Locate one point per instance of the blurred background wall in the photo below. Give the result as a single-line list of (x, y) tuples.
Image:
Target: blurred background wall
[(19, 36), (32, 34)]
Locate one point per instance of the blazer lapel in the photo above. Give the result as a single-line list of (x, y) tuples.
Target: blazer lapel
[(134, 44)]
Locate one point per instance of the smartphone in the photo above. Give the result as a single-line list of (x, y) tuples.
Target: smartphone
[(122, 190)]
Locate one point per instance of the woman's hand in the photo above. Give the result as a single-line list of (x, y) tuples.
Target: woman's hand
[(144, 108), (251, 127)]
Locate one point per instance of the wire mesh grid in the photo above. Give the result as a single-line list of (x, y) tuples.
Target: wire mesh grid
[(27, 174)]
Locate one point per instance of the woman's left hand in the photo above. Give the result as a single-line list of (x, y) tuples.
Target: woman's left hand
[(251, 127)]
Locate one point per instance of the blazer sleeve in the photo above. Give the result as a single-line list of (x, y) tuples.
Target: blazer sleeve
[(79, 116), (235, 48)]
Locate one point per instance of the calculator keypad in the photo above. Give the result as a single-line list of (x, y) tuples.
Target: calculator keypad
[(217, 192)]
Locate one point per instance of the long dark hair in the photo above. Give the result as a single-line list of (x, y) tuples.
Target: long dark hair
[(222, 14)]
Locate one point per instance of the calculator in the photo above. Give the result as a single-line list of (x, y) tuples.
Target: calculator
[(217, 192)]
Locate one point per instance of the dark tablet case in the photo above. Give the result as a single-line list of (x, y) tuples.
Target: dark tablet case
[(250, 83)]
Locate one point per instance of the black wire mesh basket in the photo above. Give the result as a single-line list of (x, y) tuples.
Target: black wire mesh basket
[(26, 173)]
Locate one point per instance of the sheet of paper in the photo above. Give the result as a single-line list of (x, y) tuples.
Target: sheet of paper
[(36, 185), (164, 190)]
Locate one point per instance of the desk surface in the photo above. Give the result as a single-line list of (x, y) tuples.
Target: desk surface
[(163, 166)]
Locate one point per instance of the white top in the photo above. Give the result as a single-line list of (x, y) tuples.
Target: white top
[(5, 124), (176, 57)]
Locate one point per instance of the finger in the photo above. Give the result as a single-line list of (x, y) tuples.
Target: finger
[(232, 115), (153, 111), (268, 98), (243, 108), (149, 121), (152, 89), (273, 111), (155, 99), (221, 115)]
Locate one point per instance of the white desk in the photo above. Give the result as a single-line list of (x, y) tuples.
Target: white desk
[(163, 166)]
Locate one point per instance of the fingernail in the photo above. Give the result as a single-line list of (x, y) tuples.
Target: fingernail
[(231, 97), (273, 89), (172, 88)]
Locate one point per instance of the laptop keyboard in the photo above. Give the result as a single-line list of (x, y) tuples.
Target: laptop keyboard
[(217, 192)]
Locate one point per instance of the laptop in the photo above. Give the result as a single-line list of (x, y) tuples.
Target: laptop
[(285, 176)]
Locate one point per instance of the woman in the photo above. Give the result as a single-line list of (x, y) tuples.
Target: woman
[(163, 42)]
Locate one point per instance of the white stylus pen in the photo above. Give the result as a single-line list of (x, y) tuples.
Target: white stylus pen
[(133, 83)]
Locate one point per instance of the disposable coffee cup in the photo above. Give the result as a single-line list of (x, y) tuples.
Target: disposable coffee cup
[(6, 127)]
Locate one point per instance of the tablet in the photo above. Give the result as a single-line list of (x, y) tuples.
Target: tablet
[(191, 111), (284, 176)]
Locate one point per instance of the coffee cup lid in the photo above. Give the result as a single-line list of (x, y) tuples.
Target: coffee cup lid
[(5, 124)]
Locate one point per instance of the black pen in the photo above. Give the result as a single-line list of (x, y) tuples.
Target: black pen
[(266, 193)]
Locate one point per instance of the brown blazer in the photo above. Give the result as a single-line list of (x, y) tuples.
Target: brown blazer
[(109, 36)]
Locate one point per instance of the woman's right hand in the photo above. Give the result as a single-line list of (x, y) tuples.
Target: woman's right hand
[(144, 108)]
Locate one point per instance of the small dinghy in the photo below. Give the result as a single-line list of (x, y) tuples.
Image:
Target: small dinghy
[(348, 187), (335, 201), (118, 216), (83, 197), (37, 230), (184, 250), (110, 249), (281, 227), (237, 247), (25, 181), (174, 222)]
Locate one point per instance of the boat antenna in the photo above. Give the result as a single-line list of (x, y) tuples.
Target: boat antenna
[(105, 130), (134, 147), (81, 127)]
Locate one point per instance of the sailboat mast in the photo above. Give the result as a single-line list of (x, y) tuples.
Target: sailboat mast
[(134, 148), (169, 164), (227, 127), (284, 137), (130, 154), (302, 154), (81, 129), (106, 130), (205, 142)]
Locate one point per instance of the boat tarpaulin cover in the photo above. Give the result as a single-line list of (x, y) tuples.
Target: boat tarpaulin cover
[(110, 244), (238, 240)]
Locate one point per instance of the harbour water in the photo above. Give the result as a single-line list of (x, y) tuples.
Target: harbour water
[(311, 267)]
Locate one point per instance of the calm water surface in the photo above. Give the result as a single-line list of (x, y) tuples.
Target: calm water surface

== == ==

Task description ▸ Word for word, quote the lines from the line containing "Locate one point per instance of the sailboat" through the end of the material, both included, and nothing else.

Solution to this problem ▸
Locate one point per instance of the sailboat mast in the photo above. Give the result as a single-line list of (x, y) tuples.
Target: sailboat mast
[(134, 148), (169, 164), (227, 127), (284, 137), (130, 154), (302, 154), (81, 129), (106, 130), (205, 142)]
Locate one point per instance of the boat tarpaulin cover in the photo above. Give the result as a single-line list of (x, y) tuples.
Target: boat tarpaulin cover
[(110, 244), (238, 240)]
Locate one point per instance of the harbour water in the photo above. Give the result as a single-line list of (x, y) tuples.
Target: harbour water
[(311, 267)]
Locate one point per instance of the calm water surface in the photo above. Give the result as a single-line list of (x, y) tuples.
Target: calm water surface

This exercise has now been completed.